• _Source passage_
I would call 'a long time ago' at GM CGS, or the board. Many moons ago, I worked for a short while with one of the guys who originally helped develop GM's CGS, but I never worked on class A surface myself. I used several products over the years, later I just found Inventor to be quick and simple to use and could do anything I needed. But that was long ago too.

Mainly looking forward to seeing the pics of the actual construction.


----------



## RMH (Jan 17, 2009)




----------



## old graybeard (Jan 19, 2006)

FREEPOP said:


> Winner winner chicken dinner.
> 
> I realized that there's nothing that makes it more distinguishable from other softwares.
> Autodesk lagged behind in the 3-d world, sitting fat and happy on their 2-d revenues for too long.
> ...


Hey I also worked at GM and used Unigraphics in the experimental division in Lansing. Small world


----------



## FREEPOP (Apr 11, 2002)

old graybeard said:


> Hey I also worked at GM and used Unigraphics in the experimental division in Lansing. Small world


We were at the Pine Street plant, 64?


----------



## old graybeard (Jan 19, 2006)

FREEPOP said:


> We were at the Pine Street plant, 64?


Yep I worked in experimental sheet metal for 30 years


----------



## BigWoods (Jul 6, 2003)

The good old days. Things aren't the same these days...


----------



## Luv2hunteup (Mar 22, 2003)

Any progress pictures?


----------



## FREEPOP (Apr 11, 2002)

Luv2hunteup said:


> Any progress pictures?


No progress, finishing up Beaver trapping up north. Gotta finish putting up fur, then building will start.


----------



## fred1 (Jun 2, 2009)

A lot of good ideas in an old thread last August named Permenant Blind Recommendations.

Sent from my RCT6513W87 using Tapatalk


----------



## old graybeard (Jan 19, 2006)

LabtechLewis said:


> You're not naming the tower "FREEPOP'S Erection" are you?!? That would be weird.
> 
> I admire your motivation, sir! Nice job.


Now that's pretty funny!


----------



## FREEPOP (Apr 11, 2002)

Got all the cross bracing lag bolted and cut an important piece, the center tie for the trusses.


----------



## Waif (Oct 27, 2013)

• _Task instructions_
Please copy the forum thread from "Sent from my" through "would be weird.", renaming "tower" to "deer stand".

• _Source excerpt_
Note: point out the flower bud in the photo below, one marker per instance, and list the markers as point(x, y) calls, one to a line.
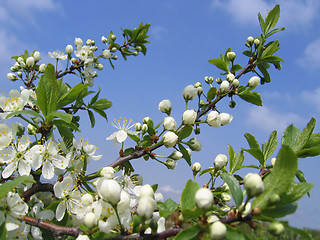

• _Task result_
Sent from my RCT6513W87 using Tapatalk


----------



## old graybeard (Jan 19, 2006)

LabtechLewis said:


> You're not naming the deer stand "FREEPOP'S Erection" are you?!? That would be weird.